:: Data shown

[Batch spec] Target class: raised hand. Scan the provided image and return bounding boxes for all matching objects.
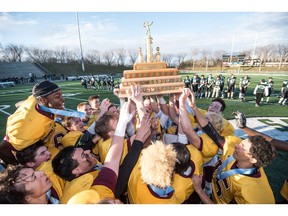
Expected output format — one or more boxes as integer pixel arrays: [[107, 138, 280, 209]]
[[232, 111, 246, 128]]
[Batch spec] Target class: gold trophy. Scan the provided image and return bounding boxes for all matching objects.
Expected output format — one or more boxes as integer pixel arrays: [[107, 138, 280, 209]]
[[119, 22, 185, 97]]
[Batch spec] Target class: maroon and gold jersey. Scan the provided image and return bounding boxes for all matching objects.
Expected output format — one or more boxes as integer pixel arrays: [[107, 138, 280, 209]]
[[212, 136, 275, 204], [45, 122, 67, 158], [36, 159, 66, 200], [60, 167, 117, 204], [6, 95, 54, 151], [84, 114, 97, 130], [280, 179, 288, 201], [172, 145, 203, 203]]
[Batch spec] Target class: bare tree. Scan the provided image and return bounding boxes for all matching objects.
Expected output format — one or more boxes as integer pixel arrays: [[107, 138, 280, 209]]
[[211, 50, 225, 65], [128, 49, 138, 65], [276, 45, 288, 69], [54, 46, 71, 63], [102, 50, 115, 66], [85, 50, 101, 65], [115, 48, 126, 66], [175, 52, 188, 68], [257, 44, 273, 66], [25, 47, 53, 63], [162, 53, 173, 67], [3, 44, 24, 62], [191, 48, 200, 70]]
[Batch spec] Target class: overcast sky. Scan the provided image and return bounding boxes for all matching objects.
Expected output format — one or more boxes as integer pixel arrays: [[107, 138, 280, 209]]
[[0, 0, 288, 53]]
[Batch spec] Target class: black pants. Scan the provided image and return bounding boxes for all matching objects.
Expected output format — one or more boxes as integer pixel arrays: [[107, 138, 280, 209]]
[[256, 92, 264, 105]]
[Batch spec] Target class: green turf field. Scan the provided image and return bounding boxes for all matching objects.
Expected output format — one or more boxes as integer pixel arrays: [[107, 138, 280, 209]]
[[0, 72, 288, 200]]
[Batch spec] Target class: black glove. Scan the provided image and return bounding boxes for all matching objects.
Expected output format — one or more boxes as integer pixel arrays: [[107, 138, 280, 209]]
[[232, 111, 246, 128]]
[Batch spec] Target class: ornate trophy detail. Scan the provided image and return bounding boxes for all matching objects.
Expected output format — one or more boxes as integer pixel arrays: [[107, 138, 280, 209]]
[[119, 21, 184, 97], [143, 21, 153, 63]]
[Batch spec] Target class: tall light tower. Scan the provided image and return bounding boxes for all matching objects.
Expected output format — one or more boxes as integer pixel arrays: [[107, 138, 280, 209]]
[[76, 12, 85, 72]]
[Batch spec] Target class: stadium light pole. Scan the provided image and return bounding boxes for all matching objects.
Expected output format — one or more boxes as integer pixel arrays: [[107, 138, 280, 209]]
[[76, 12, 85, 72]]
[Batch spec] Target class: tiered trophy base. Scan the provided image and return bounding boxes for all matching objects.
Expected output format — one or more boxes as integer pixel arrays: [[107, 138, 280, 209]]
[[119, 62, 185, 97]]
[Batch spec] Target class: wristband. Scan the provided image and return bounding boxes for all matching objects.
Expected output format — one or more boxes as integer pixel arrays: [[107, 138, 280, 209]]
[[178, 133, 188, 145], [114, 124, 126, 137], [158, 97, 166, 104]]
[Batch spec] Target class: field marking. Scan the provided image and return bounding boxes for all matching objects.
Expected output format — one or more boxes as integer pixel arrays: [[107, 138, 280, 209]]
[[0, 105, 12, 116], [229, 117, 288, 141]]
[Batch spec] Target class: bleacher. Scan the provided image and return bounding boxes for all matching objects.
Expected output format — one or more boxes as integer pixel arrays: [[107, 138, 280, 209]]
[[0, 62, 43, 79]]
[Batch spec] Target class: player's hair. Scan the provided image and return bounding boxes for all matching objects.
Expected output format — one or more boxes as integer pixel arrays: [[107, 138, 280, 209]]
[[248, 135, 276, 167], [88, 95, 100, 102], [77, 102, 90, 111], [139, 141, 177, 188], [0, 164, 28, 204], [171, 142, 191, 175]]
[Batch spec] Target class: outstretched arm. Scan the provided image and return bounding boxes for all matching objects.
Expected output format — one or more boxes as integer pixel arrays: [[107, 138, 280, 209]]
[[115, 114, 151, 198], [0, 140, 18, 165], [232, 111, 288, 151], [192, 174, 215, 204], [104, 100, 133, 176], [179, 88, 201, 149]]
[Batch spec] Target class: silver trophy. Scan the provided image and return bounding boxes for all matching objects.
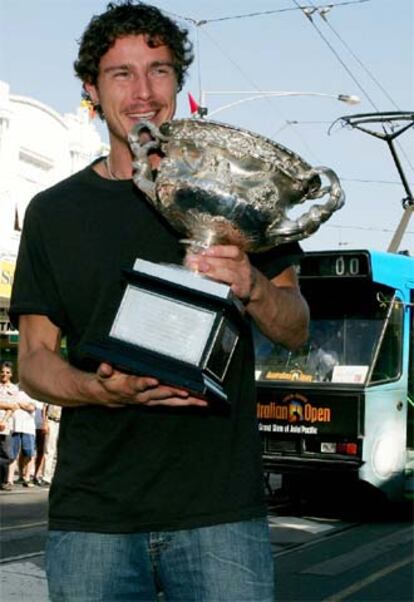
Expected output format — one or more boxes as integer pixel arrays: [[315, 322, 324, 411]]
[[80, 119, 344, 401], [129, 119, 344, 252]]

::::

Task requirements: Please rewrite the listing above with every "Target class" swapped for "Object label", keeping everything else the same and omitting the pictures.

Solution:
[Batch spec] Object label: raised hand. Scan the provided image and return bounding boxes for all matching objects.
Expected output format — one or more boxes as integer pixel arrays: [[107, 138, 280, 209]]
[[232, 111, 246, 128]]
[Batch spec] Object label: gold trophy. Scan the provided image and return bounding boxes for all matching objects.
Expected output format — one or more boxes as integer pixel arrays: [[107, 138, 280, 209]]
[[119, 22, 185, 97]]
[Batch spec] Object label: maroon and gold jersey. Scan the provided image and return bounding boxes for all matching objects.
Expected output format — one or more boxes as integer pixel arrays: [[107, 138, 280, 209]]
[[212, 136, 275, 204], [45, 122, 67, 158], [36, 159, 66, 200], [60, 167, 117, 204], [6, 95, 54, 151], [84, 114, 97, 130], [280, 179, 288, 201], [172, 145, 203, 203]]
[Batch spec] Object label: bare tree. Scan the provided image and return bounding boxes for all matching objects.
Expected output format — one or more boxes as integer pixel arrays: [[107, 138, 280, 209]]
[[211, 50, 225, 65], [128, 49, 138, 65], [276, 45, 288, 69], [54, 46, 71, 63], [102, 50, 115, 66], [85, 50, 101, 65], [115, 48, 126, 66], [175, 52, 188, 68], [257, 44, 273, 66], [25, 47, 53, 63], [162, 53, 173, 67], [3, 44, 24, 62], [191, 48, 200, 70]]
[Batch spec] Object label: overcast sky. Scan the provided image and return bounding boxes for all matching objects.
Expected output format — one or more boxes as integer pixel arrays: [[107, 138, 280, 209]]
[[0, 0, 288, 53]]
[Batch spec] Object label: black pants. Scan the provided image and return bounding boxes for all matching objects.
Expected output format — one or more boxes as integer pixel arrays: [[107, 138, 280, 209]]
[[256, 92, 264, 105]]
[Batch spec] Object label: green turf field. Scan the provided image and return bounding boxes for all matching objects.
Expected output format — one or more boxes as integer pixel arrays: [[107, 138, 280, 209]]
[[0, 72, 288, 200]]
[Batch spec] Object label: black glove. Scan the provided image and return bounding boxes for all matching objects.
Expected output format — one or more boxes as integer pixel arrays: [[107, 138, 280, 209]]
[[232, 111, 246, 128]]
[Batch spec] Object label: ornate trophy detail. Scan the provided image and return bounding boxes for all matching objects.
Expected output format — one or more boxes as integer pixel arrays: [[107, 138, 280, 209]]
[[119, 21, 184, 97], [143, 21, 153, 63]]
[Batch spec] Object label: tall light tower. Scan the provided image and return bounding boxes for all matching objects.
Expected output format — one or more boxes as integer pixel arrays: [[107, 138, 280, 209]]
[[76, 12, 85, 72]]
[Batch spec] Object label: stadium light pole. Scan the provided image and return bounding boxes for all matching objects.
Expected output format — one or more boxes as integer pixel arrays: [[107, 138, 280, 209]]
[[76, 12, 85, 72]]
[Batch spec] Object label: tiered trophy base. Scan the provided image and return bounding boxes for all matching objects.
Expected output format — one or more boxes as integer pixel arrays: [[107, 138, 280, 209]]
[[119, 62, 185, 97]]
[Batch spec] Object label: wristband. Scan the provided image and return bounding boxes for all matching objects.
Expected output format — one or more boxes as integer pixel arrays: [[107, 138, 280, 209]]
[[178, 133, 188, 145], [114, 124, 126, 137], [158, 97, 166, 104]]
[Batch spec] Object label: field marking. Scan the provided image and return bounding boxes for all matching objects.
Expected output format — one or more boxes as integer pixel arrays: [[107, 138, 280, 209]]
[[0, 105, 12, 116], [229, 117, 288, 141]]
[Batch spec] Object label: bleacher. Scan the provided image and return bounding boxes for all matching objects.
Expected output format — one or more boxes as integer pixel arrays: [[107, 138, 280, 209]]
[[0, 62, 43, 79]]
[Batch spec] Object label: player's hair. Scan the provided image and return bounding boxes for all matching objects.
Expected output format — one or more boxes as integer pixel arrays: [[107, 138, 280, 209]]
[[248, 135, 276, 167], [88, 95, 100, 102], [77, 102, 90, 111], [139, 141, 177, 188], [0, 164, 28, 204], [171, 142, 191, 175]]
[Batch spec] Object label: outstretched arm. Scan the provided image and return bounding boxes for all matching objects.
Expected output format — one or more boxes as integer pixel arrays: [[107, 138, 280, 209]]
[[115, 114, 151, 198], [0, 140, 18, 165], [232, 111, 288, 151], [192, 174, 215, 204], [104, 100, 133, 176], [179, 88, 201, 149]]
[Batch spec] Object label: silver trophy. Scan the provided image and return bounding boxes for all matching objects.
Expected output format — one or more boxes as integer pixel arrays: [[315, 322, 324, 411]]
[[80, 119, 344, 401], [129, 119, 344, 252]]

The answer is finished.